### DIRECTIONS
Whenever a line of the entries below holds the string "parked", copy that line and return it.

_ _ _ _ _

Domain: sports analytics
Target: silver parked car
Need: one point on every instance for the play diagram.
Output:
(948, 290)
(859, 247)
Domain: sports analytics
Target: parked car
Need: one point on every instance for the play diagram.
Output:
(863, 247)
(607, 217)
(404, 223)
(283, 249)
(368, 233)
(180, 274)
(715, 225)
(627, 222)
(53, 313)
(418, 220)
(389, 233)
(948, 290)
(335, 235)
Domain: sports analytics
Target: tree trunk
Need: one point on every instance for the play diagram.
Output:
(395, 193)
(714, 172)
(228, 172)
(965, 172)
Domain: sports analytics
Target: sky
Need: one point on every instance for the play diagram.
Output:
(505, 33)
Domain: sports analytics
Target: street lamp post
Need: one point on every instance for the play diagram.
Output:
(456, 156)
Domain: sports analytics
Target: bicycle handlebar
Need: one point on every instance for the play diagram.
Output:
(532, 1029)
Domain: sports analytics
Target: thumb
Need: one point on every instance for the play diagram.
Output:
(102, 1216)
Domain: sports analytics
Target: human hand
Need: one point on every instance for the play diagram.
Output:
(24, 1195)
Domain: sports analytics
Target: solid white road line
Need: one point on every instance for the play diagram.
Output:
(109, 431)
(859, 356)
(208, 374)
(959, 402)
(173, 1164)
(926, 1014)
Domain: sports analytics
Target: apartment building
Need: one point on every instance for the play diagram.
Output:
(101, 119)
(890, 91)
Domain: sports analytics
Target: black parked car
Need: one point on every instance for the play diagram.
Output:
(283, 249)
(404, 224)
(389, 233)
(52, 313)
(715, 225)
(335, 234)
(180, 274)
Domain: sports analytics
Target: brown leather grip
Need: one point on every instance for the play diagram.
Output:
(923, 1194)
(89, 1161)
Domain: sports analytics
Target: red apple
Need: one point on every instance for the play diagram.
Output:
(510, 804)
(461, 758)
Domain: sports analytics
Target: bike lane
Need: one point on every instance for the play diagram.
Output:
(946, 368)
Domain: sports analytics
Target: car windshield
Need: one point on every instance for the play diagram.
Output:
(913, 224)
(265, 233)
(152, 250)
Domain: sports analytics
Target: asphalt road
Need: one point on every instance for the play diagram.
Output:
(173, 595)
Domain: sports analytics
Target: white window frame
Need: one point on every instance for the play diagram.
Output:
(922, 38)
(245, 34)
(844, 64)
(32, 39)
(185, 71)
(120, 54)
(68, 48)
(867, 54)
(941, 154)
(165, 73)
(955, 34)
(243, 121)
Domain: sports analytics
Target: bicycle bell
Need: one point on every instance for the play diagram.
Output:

_ _ _ _ _

### RESULT
Target: silver parked car
Target: parked car
Target: black parked car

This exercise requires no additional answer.